'''

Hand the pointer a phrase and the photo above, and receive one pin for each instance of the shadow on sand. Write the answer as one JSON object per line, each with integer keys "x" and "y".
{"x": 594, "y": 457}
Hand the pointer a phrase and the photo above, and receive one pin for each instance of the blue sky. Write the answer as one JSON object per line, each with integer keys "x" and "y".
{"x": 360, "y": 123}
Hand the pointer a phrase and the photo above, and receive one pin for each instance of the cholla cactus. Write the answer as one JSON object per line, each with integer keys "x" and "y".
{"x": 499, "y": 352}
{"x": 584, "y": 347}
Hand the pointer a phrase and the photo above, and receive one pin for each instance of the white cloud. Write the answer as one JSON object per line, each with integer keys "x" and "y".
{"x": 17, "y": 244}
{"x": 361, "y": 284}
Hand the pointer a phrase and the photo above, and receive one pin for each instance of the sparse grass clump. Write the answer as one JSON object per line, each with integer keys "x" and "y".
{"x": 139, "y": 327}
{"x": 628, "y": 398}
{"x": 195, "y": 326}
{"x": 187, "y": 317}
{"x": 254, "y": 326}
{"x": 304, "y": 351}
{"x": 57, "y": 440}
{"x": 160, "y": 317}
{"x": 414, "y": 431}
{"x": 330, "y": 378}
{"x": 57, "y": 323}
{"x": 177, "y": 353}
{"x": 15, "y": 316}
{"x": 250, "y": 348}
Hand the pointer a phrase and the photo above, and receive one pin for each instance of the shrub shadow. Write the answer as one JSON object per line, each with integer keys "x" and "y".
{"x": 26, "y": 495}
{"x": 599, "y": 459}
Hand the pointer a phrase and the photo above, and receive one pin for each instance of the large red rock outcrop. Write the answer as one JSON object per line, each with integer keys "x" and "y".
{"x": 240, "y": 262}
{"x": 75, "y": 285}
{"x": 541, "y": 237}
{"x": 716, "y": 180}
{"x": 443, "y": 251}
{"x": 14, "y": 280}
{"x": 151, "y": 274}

'''

Brief: Reproduce every line from the one containing "of the shrub" through the end of the entries, both included, with each x and y coordinate shifted up by 35 and all other text left as it is.

Task solution:
Hand the pointer a phrase and the photo above, and receive one pin for each instance of the shrub shadow. Write the answer as one JSON object per line, each with integer keys "x" and "y".
{"x": 61, "y": 530}
{"x": 634, "y": 494}
Hand the pointer a phrase and the photo above, and receive one pin for each instance of the large red rock outcrop. Write the answer as one JSON object per line, each with integer keys "x" and "y".
{"x": 275, "y": 297}
{"x": 110, "y": 320}
{"x": 576, "y": 272}
{"x": 751, "y": 215}
{"x": 478, "y": 286}
{"x": 49, "y": 315}
{"x": 186, "y": 309}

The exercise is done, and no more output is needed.